▶ Objective
Rewrite all the items below, replacing "component" with "annotator" wherever it appears and leaving everything else unchanged. Leave out the pictures.

========================

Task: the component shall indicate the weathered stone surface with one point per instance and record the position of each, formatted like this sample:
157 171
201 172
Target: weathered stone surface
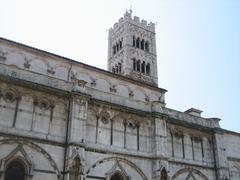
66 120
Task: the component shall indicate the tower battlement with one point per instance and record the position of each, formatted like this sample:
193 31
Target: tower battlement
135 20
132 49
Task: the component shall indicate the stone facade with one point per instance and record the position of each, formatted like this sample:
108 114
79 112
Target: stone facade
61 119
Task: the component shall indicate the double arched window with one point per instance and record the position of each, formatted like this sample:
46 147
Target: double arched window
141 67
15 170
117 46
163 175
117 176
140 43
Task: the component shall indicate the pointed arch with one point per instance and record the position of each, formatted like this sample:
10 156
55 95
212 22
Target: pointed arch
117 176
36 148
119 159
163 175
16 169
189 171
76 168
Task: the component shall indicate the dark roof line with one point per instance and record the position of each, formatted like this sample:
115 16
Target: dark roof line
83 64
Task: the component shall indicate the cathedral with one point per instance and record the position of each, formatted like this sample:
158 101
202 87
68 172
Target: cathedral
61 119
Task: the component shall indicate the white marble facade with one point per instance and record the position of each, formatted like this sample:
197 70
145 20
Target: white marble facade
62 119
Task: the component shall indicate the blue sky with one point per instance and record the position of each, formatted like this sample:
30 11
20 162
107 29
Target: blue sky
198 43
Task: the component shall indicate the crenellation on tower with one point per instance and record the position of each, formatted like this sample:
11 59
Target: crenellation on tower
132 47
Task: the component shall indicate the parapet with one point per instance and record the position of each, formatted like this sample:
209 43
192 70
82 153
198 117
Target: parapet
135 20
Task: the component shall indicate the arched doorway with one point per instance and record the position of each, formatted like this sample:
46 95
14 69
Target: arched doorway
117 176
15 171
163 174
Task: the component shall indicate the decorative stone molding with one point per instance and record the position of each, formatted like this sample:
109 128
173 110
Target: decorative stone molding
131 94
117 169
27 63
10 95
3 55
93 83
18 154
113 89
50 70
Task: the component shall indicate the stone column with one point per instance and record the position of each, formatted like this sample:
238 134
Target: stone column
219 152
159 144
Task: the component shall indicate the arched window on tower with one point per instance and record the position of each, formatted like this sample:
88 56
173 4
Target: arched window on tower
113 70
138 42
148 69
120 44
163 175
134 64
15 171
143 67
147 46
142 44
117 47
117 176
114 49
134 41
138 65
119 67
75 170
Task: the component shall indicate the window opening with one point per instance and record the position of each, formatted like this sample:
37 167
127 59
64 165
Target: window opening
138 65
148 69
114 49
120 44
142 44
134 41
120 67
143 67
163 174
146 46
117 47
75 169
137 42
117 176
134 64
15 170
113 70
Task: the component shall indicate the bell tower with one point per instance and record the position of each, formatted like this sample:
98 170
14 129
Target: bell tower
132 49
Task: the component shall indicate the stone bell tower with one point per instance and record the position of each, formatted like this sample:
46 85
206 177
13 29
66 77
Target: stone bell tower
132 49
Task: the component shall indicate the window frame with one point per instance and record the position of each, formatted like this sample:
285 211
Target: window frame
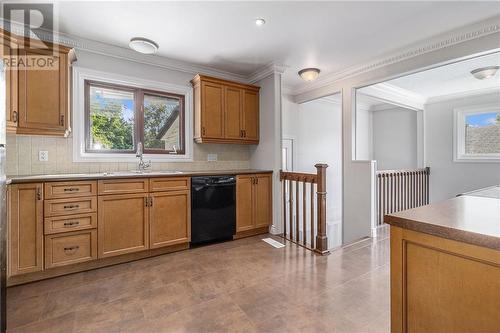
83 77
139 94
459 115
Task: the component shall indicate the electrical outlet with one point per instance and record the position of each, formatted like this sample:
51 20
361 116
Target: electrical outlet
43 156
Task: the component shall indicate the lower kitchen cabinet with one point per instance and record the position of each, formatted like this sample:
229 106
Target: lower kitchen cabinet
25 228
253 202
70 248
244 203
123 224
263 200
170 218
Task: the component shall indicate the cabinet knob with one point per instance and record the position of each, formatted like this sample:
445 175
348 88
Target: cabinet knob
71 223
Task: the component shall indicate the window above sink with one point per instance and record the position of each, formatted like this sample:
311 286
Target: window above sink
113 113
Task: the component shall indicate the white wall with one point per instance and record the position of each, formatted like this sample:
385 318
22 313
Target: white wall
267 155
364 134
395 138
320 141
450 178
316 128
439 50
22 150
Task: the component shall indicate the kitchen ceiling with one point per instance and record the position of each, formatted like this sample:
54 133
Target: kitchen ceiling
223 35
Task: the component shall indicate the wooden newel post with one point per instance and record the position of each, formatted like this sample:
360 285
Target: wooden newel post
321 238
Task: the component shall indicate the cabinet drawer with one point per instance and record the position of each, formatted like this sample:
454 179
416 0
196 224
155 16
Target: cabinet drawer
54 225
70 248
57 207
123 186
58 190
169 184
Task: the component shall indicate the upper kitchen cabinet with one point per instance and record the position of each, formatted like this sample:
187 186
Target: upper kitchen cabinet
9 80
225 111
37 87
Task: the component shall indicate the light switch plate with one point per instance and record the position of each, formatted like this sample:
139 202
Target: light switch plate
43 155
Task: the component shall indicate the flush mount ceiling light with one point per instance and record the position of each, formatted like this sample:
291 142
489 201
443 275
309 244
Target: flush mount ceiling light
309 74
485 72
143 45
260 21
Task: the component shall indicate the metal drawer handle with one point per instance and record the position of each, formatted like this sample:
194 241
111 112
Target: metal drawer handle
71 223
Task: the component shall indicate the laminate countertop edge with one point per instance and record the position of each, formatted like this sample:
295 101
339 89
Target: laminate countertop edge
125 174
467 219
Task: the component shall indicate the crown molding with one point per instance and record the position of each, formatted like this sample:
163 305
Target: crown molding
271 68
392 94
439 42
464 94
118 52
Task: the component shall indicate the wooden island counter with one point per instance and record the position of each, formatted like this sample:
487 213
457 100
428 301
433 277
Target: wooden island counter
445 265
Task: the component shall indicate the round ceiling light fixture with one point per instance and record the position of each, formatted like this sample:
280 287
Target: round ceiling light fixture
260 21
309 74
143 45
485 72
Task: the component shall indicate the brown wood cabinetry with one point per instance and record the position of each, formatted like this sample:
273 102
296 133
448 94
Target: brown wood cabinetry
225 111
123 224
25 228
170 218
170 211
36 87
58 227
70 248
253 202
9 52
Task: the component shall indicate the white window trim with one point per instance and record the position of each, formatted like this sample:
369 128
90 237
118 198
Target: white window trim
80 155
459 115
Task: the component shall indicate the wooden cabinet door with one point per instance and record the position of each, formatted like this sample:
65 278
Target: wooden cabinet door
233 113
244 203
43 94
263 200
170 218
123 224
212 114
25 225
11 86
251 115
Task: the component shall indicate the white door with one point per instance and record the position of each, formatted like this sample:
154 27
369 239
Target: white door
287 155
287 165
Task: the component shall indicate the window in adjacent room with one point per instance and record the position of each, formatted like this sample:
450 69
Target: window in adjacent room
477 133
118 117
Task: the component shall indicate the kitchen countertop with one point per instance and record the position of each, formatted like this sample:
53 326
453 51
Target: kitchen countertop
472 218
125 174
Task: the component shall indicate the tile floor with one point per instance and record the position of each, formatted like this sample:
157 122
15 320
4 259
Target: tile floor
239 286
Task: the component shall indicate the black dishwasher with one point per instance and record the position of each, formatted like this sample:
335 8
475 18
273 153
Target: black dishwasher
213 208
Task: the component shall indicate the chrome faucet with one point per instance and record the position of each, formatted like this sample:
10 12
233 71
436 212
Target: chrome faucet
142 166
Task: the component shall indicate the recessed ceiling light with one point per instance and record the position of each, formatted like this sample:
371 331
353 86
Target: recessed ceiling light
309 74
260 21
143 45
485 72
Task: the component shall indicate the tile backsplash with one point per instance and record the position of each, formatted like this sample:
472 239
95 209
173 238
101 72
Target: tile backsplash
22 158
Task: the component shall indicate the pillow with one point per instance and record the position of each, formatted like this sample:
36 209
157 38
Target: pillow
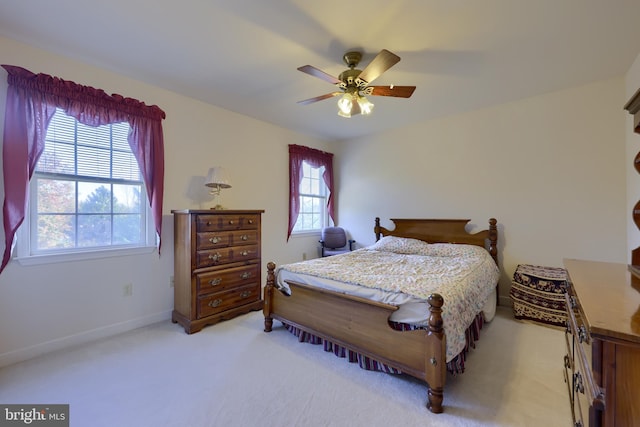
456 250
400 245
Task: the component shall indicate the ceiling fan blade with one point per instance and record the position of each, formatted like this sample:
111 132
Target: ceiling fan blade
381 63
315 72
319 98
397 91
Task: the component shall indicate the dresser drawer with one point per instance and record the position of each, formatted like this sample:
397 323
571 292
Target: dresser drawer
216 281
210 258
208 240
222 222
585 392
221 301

========================

▶ Correct answer
Task: the annotator shall indicate the weathered stone surface with one point per instance and record the position of each, formatted like this sample:
157 171
201 172
Target: weathered stone surface
66 120
Task: the annotator shall indicate the tower battlement with one point per instance and record the position of each, formatted like this sample:
193 31
Target: tower battlement
135 20
132 49
Task: the annotator shall indicate the stone facade with one point per instance and record the position of each, formatted like this sample:
108 114
79 112
Target: stone facade
61 119
Task: the annotator shall indicate the double arched window with one point per instance and record the position of each, formatted like this sample:
46 147
Target: double arched window
141 67
15 170
117 46
163 175
117 176
140 43
Task: the annotator shall indicate the pointed arch with one point per instance and record the position of each, formatted like this sample:
10 156
55 95
212 22
Target: pointed arch
117 176
36 148
119 159
163 175
16 169
189 171
76 168
Task: the annotator shall indicate the dark roof line with one point per instance and record the position of each, formatted like this sample:
115 16
Target: dark roof line
83 64
Task: the annotator shall indicate the cathedral with one point per instance and record the position of each, formatted like this sample:
158 101
202 87
68 172
Target: cathedral
61 119
Task: the annotator shall indicate the white marble facade with one point per instance and record the position of each, formatted like this sample:
197 70
145 20
Target: white marble facade
62 119
Task: the annotator shall indicate the blue sky with one point per instance and record the position of each, formatted like this sample:
30 11
20 162
107 29
Target: blue sky
198 43
Task: the annotator shall indicate the crenellation on tower with one point per instance and record the position of each, formatted like this sample:
11 59
Target: crenellation on tower
132 47
Task: the annotator shall indicate the parapet with one point per instance and record the position of each, formatted like this sample:
209 43
192 70
82 153
198 117
Target: parapet
135 20
Task: the annotator shall indicate the arched doorway with one point per instance and record the position of each, formatted like this sample:
46 95
14 69
Target: arched doorway
117 176
15 171
163 174
Task: the annotator shall indicate the decorative stone molding with one point per instance and record the position of each, formatted like this sample:
109 128
173 110
Target: decorative stone molding
131 94
117 169
27 63
10 95
3 55
93 83
18 154
113 89
50 70
Task: the annotator shall indicate the stone column with one point per instance and record the position of each, formatted like this sample:
238 134
Target: stone column
219 152
159 144
Task: the annotator shall indicate the arched window on tower with one point per instance and record the position of each, formatted like this sample:
88 56
173 4
Target: arched window on tower
113 70
138 42
148 69
120 44
163 175
134 64
15 171
143 67
147 46
142 44
117 47
117 176
114 49
134 41
138 65
119 67
75 170
Task: the annotator shall indicate the window opening with one point per instance and record the position of each, formatted like this sample:
37 167
127 59
64 165
Target: window opening
138 65
148 69
114 49
120 44
142 44
134 41
120 67
143 67
163 174
146 46
117 47
75 169
137 42
117 176
134 64
15 170
113 70
Task: the annotator shall indicate the bell tower with one point per instance and record the position of each, formatted like this sample:
98 170
14 129
Target: bell tower
132 49
Task: the annotator shall indicate the stone bell tower with one point per instance and record the position of each, formatted like this sample:
46 85
206 177
13 29
66 77
Target: stone bell tower
132 49
Task: the annotator shall indicate the window frame with one point per instance and record the position of each, formatted like this sample:
285 211
Target: window frame
83 77
139 94
459 115
Task: the annotator shall indicate the electrical outlet with one point per instance and record the position of each, formatted like this sample:
51 20
361 116
Target: electrical outlet
43 156
Task: the annotator shall indicate the lower kitchen cabinet with one point per instance and record the position of each, formatted like this sample:
229 106
Target: lower kitchen cabinet
25 228
253 202
70 248
244 203
123 224
263 200
170 218
Task: the annotator shall indicate the cabinet knob with one point per instance and record the position of each, formatted like this sample:
445 175
348 88
Target: cabinet knob
71 223
Task: the annotator shall indicate the window above sink with one point per instance and record the position of each, formatted like this sample:
311 286
Target: window above sink
113 113
Task: the annotator shall indicate the white wall with one point per instance and record the position of each, formatted like this sample:
385 318
22 313
Target: white wall
267 155
364 134
395 138
320 141
450 178
316 128
439 50
22 150
Task: the annotator shall indicate the kitchen ceiling with one point per instance and record the position of each, formatted like this sample:
54 133
Target: kitchen ceiling
223 35
Task: the annotator shall indicate the wooden newel post with one point per instance and record the position of each, formatted like this sample:
360 285
Target: wooden newel post
321 238
Task: the annotator shall indicate the cabinet drawer with one point per instance and record the position of each, formatted like this sample:
454 179
416 0
196 224
155 16
Target: cabinet drawer
54 225
70 248
57 207
123 186
58 190
169 184
Task: the annotator shall indicate the upper kitchen cabinet with one point per instance and record the position of each, formatted like this sample:
187 186
Target: upper kitchen cabinet
9 80
225 111
37 87
Task: the annotator shall indicate the light switch plate with one point per instance and record the position of each, formatted like this sample:
139 202
Target: light switch plate
43 155
Task: the annotator shall indicate the flush mount ceiling light with one point per instance and record the position of each, formatted like this sample:
291 142
489 201
443 275
309 244
Target: flush mount ceiling light
309 74
485 72
143 45
260 21
Task: the annotator shall indicate the metal drawer handle with one point per instance and record the position of each, formatted like this sample:
194 241
111 112
Target: metal drawer handle
71 223
Task: the annotator shall indicate the laminate countertop edge with one point per instance and record the position of each, formatted like this sample:
295 101
339 89
Target: laminate countertop edge
125 174
467 219
Task: the annotator shall indicate the crown molding with one point per instance and record the position of each, formatted like this sample:
163 305
Target: crown molding
271 68
392 94
439 42
464 94
118 52
Task: the annotator shall indicate the wooden island counter with one point per instance and record the position of each, formatted like this sample:
487 213
457 100
428 301
433 277
Target: wooden island counter
445 265
Task: the annotator shall indicate the round ceiling light fixture with one point per instance and record the position of each, formatted like this sample:
280 287
Target: round ceiling light fixture
260 21
309 74
143 45
485 72
Task: the annotator shall indicate the brown wood cabinetry with one point per instance and record the position of each, formatted like this sample:
273 102
296 133
448 94
Target: brown wood cabinetry
225 111
123 224
25 228
170 218
170 211
36 87
58 227
70 248
253 202
9 52
Task: the annotator shall indicate the white window trim with one point per instance and record the position of each, formatted like this sample:
369 128
90 237
118 198
Target: white window trim
80 155
459 115
Task: the annotator shall indicate the wooden cabinet door with one point per instance and record the position of each, formatted like this sample:
65 278
Target: wooden cabinet door
233 113
244 203
43 94
263 200
170 218
123 224
212 114
25 225
11 86
251 115
Task: the annotator shall indicate the white door with one point per instance and record the position of each, formatted like this sample:
154 27
369 239
Target: white door
287 155
287 165
Task: the annotator shall indicate the window in adjacent room with one point per instance and record the position of each, formatted like this sample:
450 69
Target: window in adjacent room
477 133
118 117
Task: the annotator shall indicate the kitchen countertop with one point per instance and record the position of each, formatted like this sample:
53 326
453 51
Target: kitchen countertop
472 218
125 174
Task: the annotator shall indicate the tile floor with one point per instance and record the position of each, formatted like this sample:
157 122
15 320
4 259
Target: tile floor
239 286
Task: the annotator shall indicate the black dishwasher with one point per instance and record the position of each, formatted like this sample:
335 8
475 18
273 153
Target: black dishwasher
213 208
Task: the annotator shall indicate the chrome faucet with one point per instance and record the position of each, formatted like this sample:
10 12
233 71
436 212
Target: chrome faucet
142 166
Task: the annotator shall indicate the recessed ceiling light with one point per instance and record the position of each, formatted like this sample:
371 331
353 86
Target: recessed ceiling light
309 74
260 21
143 45
485 72
Task: the annotator shall indicate the tile backsplash with one point per instance and record the position of each, formatted like this sample:
472 239
95 209
173 238
101 72
Target: tile backsplash
22 158
Task: the annotator shall indicate the pillow with one point per instance and record the position of each, formatted like this sample:
36 209
157 38
Target: pillow
456 250
400 245
Task: the annotator shall indicate the ceiling fan blade with one point per instance and record the position of each, formatted like this sample:
111 132
Target: ceiling fan blade
381 63
315 72
319 98
397 91
Task: the annotator shall indicate the dresser drawer with one point per instance and record the position of each, formatted like this sample:
397 323
571 292
Target: dresser drawer
216 281
210 258
208 240
222 222
585 392
221 301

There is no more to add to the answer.